>> START PROVIDED RECORDS
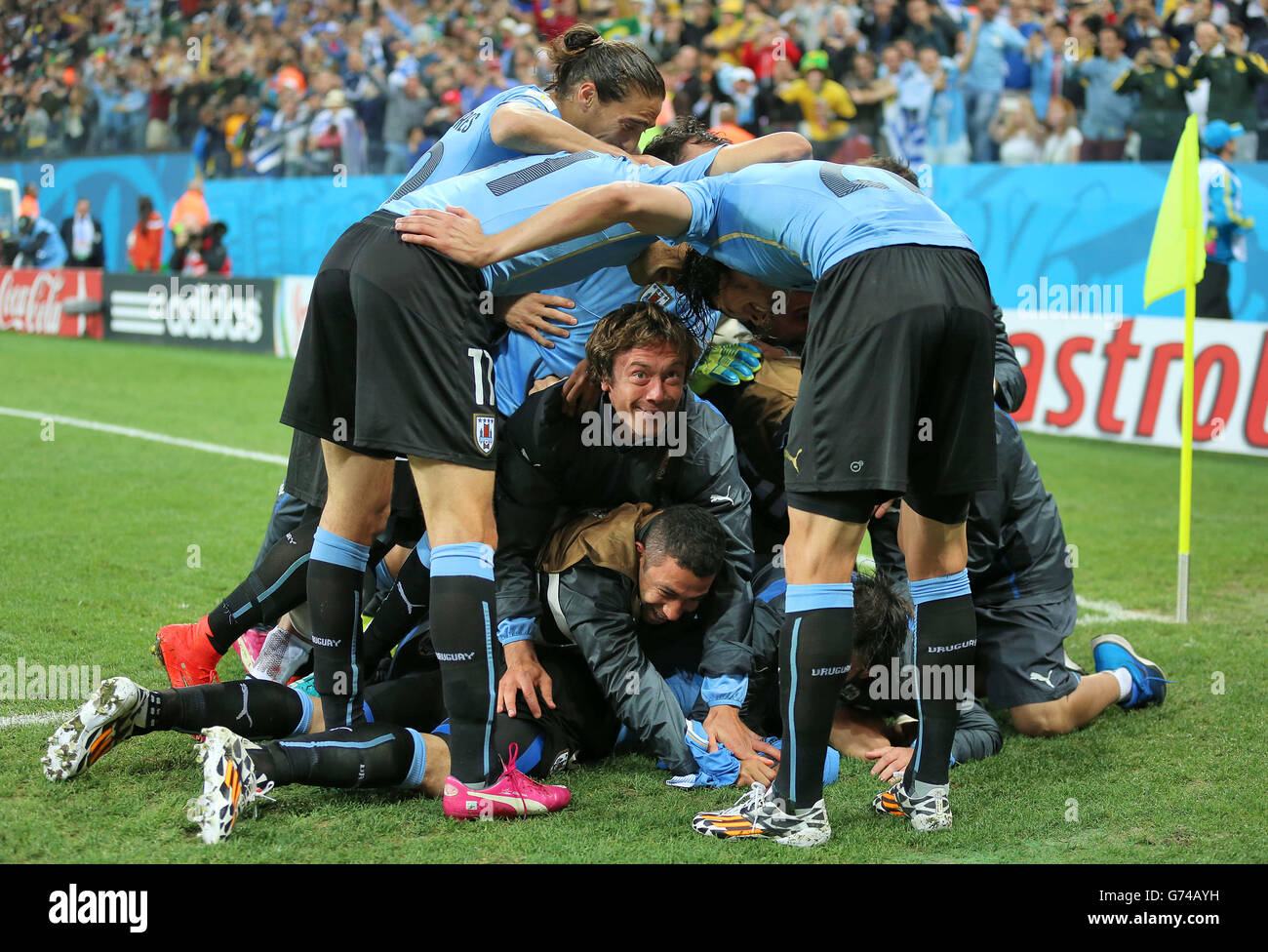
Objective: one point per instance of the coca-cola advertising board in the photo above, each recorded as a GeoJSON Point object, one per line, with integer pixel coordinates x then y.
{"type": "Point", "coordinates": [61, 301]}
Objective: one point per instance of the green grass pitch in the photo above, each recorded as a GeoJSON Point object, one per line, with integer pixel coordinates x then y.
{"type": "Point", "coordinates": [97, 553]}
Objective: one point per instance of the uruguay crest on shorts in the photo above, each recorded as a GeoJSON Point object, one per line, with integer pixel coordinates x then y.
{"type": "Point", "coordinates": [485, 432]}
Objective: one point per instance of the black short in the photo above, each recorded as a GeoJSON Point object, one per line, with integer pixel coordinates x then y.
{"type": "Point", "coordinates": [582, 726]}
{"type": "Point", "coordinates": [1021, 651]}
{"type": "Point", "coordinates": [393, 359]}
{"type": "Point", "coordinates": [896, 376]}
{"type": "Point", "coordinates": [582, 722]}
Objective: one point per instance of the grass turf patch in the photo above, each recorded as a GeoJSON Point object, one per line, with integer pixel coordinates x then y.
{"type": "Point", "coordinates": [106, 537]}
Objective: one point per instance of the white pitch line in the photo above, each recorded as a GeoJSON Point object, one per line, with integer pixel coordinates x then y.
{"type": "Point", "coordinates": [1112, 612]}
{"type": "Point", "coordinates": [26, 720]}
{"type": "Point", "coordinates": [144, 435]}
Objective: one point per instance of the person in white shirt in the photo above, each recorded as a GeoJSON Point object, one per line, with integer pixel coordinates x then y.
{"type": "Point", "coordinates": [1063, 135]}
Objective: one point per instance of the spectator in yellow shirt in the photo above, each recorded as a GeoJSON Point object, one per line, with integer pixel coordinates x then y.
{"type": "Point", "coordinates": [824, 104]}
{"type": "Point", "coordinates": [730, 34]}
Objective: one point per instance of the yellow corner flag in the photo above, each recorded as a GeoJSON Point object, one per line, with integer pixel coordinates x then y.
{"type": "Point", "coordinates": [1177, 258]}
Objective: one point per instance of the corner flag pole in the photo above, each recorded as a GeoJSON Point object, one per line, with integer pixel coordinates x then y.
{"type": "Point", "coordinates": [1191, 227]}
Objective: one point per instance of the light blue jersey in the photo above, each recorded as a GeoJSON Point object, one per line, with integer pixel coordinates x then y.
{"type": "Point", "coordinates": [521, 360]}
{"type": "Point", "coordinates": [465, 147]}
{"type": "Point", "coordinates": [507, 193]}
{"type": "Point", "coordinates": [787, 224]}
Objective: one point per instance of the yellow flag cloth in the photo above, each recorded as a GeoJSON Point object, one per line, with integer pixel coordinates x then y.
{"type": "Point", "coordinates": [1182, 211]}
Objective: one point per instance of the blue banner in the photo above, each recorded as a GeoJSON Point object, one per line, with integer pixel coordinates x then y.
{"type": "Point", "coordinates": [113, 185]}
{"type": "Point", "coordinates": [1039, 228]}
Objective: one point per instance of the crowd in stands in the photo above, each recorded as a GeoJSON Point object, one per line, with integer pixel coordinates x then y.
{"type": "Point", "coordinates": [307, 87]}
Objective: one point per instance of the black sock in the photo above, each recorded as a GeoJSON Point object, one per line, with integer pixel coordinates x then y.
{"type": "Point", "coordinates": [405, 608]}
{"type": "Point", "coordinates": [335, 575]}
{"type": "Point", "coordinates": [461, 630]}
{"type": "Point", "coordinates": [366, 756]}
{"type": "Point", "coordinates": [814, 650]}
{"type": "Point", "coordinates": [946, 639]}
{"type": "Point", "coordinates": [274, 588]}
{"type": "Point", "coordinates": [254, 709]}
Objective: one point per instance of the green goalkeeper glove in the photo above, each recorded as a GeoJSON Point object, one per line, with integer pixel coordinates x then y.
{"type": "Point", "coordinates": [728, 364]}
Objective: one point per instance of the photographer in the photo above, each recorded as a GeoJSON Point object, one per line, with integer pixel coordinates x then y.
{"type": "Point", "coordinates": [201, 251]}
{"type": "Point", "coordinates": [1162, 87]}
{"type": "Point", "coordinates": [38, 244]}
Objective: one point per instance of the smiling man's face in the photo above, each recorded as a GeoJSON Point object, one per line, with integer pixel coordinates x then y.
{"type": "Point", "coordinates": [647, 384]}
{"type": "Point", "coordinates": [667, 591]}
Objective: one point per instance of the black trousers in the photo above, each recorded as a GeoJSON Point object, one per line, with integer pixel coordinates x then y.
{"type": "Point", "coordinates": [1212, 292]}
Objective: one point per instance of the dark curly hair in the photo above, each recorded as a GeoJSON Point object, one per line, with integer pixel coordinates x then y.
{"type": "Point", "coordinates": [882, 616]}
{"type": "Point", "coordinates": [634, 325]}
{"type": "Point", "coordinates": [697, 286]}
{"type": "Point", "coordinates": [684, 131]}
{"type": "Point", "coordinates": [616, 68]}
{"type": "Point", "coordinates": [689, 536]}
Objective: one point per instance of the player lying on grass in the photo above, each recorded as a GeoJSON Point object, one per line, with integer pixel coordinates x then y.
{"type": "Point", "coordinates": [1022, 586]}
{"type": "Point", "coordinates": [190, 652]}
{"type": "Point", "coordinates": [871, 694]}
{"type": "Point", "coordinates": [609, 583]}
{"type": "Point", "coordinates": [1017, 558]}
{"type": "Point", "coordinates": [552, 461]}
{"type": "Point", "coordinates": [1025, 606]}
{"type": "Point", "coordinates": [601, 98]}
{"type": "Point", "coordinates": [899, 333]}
>> END PROVIDED RECORDS
>> START PROVIDED RECORDS
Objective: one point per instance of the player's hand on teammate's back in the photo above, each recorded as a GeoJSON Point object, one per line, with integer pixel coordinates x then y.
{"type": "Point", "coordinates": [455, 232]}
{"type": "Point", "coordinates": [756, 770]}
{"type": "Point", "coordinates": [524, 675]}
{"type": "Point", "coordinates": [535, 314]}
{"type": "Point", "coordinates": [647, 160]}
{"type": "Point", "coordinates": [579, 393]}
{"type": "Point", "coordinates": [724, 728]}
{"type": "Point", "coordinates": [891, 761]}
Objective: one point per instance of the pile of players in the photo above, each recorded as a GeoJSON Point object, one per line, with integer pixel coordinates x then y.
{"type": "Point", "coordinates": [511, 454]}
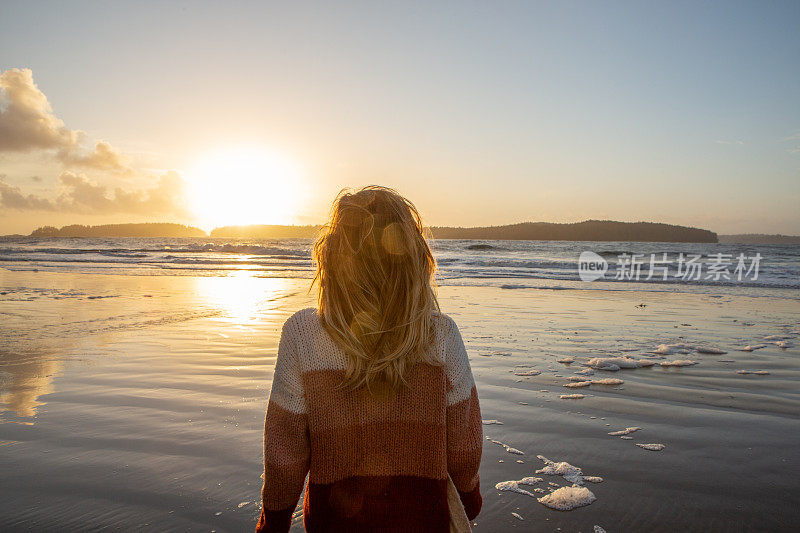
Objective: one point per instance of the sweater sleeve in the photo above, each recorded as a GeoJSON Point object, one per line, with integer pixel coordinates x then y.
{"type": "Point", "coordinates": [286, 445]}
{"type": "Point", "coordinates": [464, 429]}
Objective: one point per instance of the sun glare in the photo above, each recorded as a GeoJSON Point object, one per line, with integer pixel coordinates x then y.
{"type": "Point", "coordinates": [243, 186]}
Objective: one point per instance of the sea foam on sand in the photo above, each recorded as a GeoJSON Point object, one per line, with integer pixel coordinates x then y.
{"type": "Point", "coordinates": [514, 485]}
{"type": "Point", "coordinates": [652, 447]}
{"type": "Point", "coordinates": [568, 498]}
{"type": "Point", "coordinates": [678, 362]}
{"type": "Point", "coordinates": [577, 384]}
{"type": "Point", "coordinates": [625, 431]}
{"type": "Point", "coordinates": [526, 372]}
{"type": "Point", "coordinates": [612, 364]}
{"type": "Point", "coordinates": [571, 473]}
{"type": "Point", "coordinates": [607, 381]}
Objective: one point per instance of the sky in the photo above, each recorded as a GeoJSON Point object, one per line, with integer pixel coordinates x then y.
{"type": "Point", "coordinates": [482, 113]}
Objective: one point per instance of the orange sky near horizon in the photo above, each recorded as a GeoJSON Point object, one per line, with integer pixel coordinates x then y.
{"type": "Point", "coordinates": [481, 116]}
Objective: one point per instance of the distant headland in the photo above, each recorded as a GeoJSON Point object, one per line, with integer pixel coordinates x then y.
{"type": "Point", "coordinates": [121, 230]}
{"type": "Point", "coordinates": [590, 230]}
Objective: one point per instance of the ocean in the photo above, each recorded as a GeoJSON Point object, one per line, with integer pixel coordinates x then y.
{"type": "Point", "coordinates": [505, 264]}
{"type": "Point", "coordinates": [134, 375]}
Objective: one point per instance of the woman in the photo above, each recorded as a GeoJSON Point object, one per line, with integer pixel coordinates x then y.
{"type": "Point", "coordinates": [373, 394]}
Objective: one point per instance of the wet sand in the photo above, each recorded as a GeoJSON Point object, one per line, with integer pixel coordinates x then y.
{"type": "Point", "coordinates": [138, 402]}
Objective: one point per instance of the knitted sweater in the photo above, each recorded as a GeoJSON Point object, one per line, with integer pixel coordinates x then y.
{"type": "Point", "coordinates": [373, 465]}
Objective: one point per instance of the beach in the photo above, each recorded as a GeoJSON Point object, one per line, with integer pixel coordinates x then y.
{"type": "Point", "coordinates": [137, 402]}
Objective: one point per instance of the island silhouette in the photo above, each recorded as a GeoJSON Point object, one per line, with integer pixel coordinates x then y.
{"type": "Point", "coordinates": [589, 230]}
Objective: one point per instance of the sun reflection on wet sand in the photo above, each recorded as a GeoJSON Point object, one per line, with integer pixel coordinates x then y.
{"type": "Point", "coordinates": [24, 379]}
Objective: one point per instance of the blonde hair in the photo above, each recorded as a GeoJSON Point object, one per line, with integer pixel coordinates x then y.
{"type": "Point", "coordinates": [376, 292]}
>> END PROVIDED RECORDS
TASK STATEMENT :: Extract each row above that contains the string "pitch", treating uppercase and lowercase as different.

SOLUTION ::
Objective: one point per instance of the green grass pitch in the photo above, each recorded as a GeoJSON Point object, one per line, with integer pixel coordinates x then y.
Objective: one point per instance of the white pitch line in the photo above, each recorded as a GeoJSON Point object, one per line, with integer pixel coordinates x then y.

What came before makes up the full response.